* _INFORMATION GIVEN_
·····

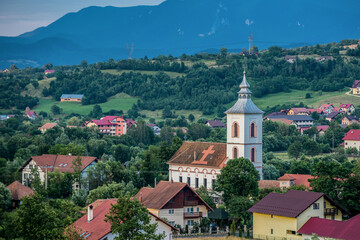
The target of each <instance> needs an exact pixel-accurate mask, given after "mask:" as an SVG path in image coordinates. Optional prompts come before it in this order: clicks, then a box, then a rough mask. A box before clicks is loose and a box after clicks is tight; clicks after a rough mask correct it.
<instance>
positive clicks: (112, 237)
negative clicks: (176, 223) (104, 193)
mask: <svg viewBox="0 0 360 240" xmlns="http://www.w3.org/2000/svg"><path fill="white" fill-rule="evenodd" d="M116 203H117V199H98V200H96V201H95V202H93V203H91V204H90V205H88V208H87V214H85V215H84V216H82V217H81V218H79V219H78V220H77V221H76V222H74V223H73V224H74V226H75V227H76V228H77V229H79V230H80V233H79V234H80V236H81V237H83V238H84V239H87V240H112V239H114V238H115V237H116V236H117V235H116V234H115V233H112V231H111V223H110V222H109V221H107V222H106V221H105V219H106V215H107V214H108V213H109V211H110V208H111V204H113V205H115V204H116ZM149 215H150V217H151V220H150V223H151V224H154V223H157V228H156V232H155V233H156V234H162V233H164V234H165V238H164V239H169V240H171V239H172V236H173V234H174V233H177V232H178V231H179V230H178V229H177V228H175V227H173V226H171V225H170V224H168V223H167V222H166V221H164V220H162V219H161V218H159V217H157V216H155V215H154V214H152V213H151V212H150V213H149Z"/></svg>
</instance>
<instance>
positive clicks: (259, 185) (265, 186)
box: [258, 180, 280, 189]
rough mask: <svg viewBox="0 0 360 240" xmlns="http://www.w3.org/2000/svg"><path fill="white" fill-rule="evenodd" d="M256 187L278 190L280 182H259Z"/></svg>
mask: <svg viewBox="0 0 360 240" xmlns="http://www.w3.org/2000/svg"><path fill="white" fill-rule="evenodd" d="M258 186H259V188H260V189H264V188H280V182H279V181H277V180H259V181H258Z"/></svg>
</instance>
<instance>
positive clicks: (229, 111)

·····

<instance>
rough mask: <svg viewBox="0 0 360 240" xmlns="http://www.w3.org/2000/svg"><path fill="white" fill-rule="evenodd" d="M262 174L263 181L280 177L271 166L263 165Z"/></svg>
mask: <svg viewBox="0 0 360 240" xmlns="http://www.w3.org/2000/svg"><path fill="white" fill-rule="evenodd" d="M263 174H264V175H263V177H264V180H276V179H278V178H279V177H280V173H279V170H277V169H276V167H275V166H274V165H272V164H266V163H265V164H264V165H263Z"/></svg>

·····

* _WHAT IS REQUIRED_
Filter the material above down to the lines that hold the word "positive".

* _SOLUTION FOR THIS EXERCISE_
positive clicks: (112, 237)
positive clicks: (259, 185) (265, 186)
positive clicks: (229, 111)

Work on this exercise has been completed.